- Required task:
Render every item below as a numbered list, leaving out any blank lines.

- Location-labeling records:
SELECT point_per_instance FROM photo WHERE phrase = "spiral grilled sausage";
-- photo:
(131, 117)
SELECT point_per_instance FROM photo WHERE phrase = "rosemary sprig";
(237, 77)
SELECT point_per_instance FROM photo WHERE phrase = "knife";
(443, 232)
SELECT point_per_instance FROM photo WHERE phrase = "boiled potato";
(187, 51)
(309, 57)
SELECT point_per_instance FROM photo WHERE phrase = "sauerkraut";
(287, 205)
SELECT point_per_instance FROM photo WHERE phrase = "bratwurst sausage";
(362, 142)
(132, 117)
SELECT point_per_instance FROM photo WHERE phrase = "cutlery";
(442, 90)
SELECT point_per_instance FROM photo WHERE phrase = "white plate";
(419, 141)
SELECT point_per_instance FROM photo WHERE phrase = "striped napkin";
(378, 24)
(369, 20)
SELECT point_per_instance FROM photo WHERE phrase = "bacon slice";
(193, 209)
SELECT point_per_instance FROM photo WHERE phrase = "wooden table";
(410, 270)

- Written solution:
1. SELECT point_per_instance FROM photo WHERE phrase = "spiral grilled sausage";
2. -- photo:
3. (131, 117)
4. SELECT point_per_instance FROM photo WHERE phrase = "rosemary sprig";
5. (237, 77)
6. SELECT point_per_instance FROM photo WHERE phrase = "knife";
7. (443, 232)
8. SELECT point_per_instance FROM photo WHERE phrase = "boiled potato";
9. (187, 51)
10. (309, 57)
11. SELECT point_per_instance FROM photo WHERE phrase = "sauerkraut";
12. (287, 205)
13. SELECT point_per_instance FROM photo WHERE phrase = "bratwurst sausage";
14. (362, 142)
15. (132, 117)
16. SELECT point_per_instance FROM photo WHERE phrase = "cutlery";
17. (442, 90)
18. SELECT point_per_instance FROM photo WHERE phrase = "white plate";
19. (419, 141)
20. SELECT point_per_instance FROM photo WHERE phrase = "striped napkin";
21. (378, 24)
22. (369, 20)
23. SELECT point_per_instance FROM photo WHERE phrase = "bacon slice";
24. (193, 209)
25. SELECT point_per_instance FROM photo WHERE phrase = "wooden table";
26. (410, 270)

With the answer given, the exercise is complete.